### Stated exercise
Copy every record word for word.

### Listed entries
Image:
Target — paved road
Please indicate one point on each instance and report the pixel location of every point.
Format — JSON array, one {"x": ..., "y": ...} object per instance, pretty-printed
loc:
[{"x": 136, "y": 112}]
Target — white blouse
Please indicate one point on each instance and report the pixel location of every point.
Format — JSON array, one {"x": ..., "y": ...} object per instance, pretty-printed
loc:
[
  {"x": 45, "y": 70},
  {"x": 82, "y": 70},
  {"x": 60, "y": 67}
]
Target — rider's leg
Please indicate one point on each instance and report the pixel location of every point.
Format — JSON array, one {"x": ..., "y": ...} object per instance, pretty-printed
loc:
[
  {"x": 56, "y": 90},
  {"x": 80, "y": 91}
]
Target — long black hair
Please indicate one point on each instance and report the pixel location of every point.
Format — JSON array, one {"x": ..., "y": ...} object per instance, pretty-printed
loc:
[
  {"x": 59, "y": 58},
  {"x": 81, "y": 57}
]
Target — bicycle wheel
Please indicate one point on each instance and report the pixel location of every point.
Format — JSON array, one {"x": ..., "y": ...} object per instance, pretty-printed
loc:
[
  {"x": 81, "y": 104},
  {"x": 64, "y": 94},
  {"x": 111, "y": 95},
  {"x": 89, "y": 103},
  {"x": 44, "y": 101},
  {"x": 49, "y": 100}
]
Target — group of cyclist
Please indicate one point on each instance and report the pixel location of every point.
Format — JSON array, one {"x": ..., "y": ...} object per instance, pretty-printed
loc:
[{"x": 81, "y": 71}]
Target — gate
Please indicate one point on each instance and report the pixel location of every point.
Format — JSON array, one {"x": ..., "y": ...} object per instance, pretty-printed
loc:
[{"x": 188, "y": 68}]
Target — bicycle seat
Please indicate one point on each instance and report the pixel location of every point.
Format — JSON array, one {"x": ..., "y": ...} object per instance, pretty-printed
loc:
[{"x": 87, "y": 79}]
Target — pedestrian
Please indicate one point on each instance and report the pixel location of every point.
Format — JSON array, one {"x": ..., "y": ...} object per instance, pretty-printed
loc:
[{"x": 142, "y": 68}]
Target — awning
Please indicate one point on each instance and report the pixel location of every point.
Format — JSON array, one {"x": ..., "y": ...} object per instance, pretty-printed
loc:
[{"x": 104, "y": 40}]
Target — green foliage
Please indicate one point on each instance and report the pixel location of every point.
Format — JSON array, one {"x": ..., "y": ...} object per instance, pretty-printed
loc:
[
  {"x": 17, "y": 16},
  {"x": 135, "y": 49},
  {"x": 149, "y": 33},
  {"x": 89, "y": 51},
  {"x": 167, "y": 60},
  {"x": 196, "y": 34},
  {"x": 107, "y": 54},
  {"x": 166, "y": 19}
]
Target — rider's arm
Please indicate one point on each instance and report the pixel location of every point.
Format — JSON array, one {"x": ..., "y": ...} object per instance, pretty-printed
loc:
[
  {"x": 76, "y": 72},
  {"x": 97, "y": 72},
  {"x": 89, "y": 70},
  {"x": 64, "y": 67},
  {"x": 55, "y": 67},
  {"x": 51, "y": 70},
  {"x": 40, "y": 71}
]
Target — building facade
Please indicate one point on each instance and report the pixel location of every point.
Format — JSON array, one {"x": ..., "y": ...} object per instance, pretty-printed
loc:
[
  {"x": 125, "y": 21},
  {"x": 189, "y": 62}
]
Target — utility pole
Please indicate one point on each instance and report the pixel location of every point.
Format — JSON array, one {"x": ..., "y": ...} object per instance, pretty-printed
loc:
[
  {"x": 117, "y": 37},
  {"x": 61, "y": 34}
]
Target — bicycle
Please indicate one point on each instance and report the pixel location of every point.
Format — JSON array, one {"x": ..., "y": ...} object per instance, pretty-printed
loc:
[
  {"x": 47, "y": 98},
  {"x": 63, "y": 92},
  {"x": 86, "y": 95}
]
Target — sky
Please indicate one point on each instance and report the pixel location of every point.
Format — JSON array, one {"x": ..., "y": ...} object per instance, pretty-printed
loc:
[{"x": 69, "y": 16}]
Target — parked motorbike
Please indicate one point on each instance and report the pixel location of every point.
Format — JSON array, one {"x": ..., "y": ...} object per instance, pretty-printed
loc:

### Answer for this exercise
Image:
Target — paved road
Please indicate one point on each instance and report the pixel location of every point.
Format — JSON array, one {"x": ..., "y": ...} object per instance, pretty-printed
loc:
[{"x": 136, "y": 112}]
Target — white blouse
Please indicate one point on each instance and report the pixel location of every point.
Format — JSON array, one {"x": ..., "y": ...} object per instance, pretty-printed
loc:
[
  {"x": 45, "y": 70},
  {"x": 82, "y": 70},
  {"x": 60, "y": 67}
]
Target — rider's leg
Please indicate one point on each instance and report the pixel location of every point.
Format — JSON array, one {"x": ..., "y": ...} object per instance, pretty-printed
loc:
[
  {"x": 56, "y": 90},
  {"x": 80, "y": 91}
]
Target — long black hair
Please indicate one point on each instance and report the pixel location of every point.
Format — JSON array, one {"x": ..., "y": ...} object per instance, pretty-printed
loc:
[
  {"x": 59, "y": 58},
  {"x": 81, "y": 57}
]
Target — bicycle wheel
Please indicate one point on each instance and report the pixel location of every point.
Format — JSON array, one {"x": ..., "y": ...} object per instance, pretty-printed
loc:
[
  {"x": 81, "y": 104},
  {"x": 64, "y": 94},
  {"x": 111, "y": 95},
  {"x": 89, "y": 103},
  {"x": 44, "y": 101},
  {"x": 49, "y": 100}
]
Target — group of cyclist
Please indicate one point on each instance and report the pixel location of every point.
Format — JSON array, one {"x": ..., "y": ...} object per instance, pretty-printed
loc:
[{"x": 81, "y": 71}]
Target — gate
Please indicate one point on each instance and report the pixel location of every point.
Format — JSON array, one {"x": ..., "y": ...} object per instance, pretty-printed
loc:
[{"x": 188, "y": 68}]
Target — bicycle seat
Please indicate one point on each instance and report the pixel location of every point.
Format — JSON array, one {"x": ..., "y": ...} object per instance, pretty-printed
loc:
[{"x": 87, "y": 79}]
Target — pedestrian
Please indicate one point on each instance and report the pixel location of every point.
Format — JSON array, one {"x": ..., "y": ...} object per instance, pretty-printed
loc:
[{"x": 142, "y": 68}]
Target — awning
Please indicate one point on each instance and report the pixel location of every point.
Format — JSON array, one {"x": ..., "y": ...} object per instance, pretty-printed
loc:
[{"x": 104, "y": 40}]
Target — green foliage
Please indicate one point on each instance and report the pixel location of every point.
Format — JSON array, one {"x": ..., "y": ...} object per instance, pretty-printed
loc:
[
  {"x": 17, "y": 16},
  {"x": 135, "y": 49},
  {"x": 149, "y": 33},
  {"x": 89, "y": 51},
  {"x": 167, "y": 60},
  {"x": 196, "y": 34},
  {"x": 107, "y": 54},
  {"x": 166, "y": 19}
]
Target — rider's arm
Please indicate one point on each instance and report the pixel location of every point.
Format — JSON array, one {"x": ..., "y": ...} object per instance, pretty-printed
loc:
[
  {"x": 76, "y": 72},
  {"x": 97, "y": 72},
  {"x": 89, "y": 70},
  {"x": 64, "y": 67},
  {"x": 55, "y": 67},
  {"x": 51, "y": 70},
  {"x": 40, "y": 71}
]
Target — building facade
Please indicate one point on each instance and report the pixel location of every point.
Format — JSON array, one {"x": ..., "y": ...} object per instance, pretty-printed
loc:
[
  {"x": 125, "y": 21},
  {"x": 189, "y": 62}
]
Target — utility pole
Please indicate one point on each instance and report the pixel location of every point.
Format — JSON array, one {"x": ..., "y": ...} object per instance, pretty-printed
loc:
[
  {"x": 117, "y": 37},
  {"x": 61, "y": 34}
]
Target — bicycle
Please indicate one point on each instance and report the pixel location of every point.
Format — JSON array, one {"x": ..., "y": ...} object per instance, pretty-printed
loc:
[
  {"x": 47, "y": 98},
  {"x": 63, "y": 92},
  {"x": 86, "y": 95}
]
Target — sky
Please indicate one point on each instance and report the pixel location of every point.
Format — JSON array, one {"x": ..., "y": ...} object per instance, pretty-printed
loc:
[{"x": 69, "y": 16}]
Target — parked motorbike
Please indicate one point on each instance and report the pixel location of every point.
Format — JSON array, one {"x": ..., "y": ...} object per instance, pretty-printed
loc:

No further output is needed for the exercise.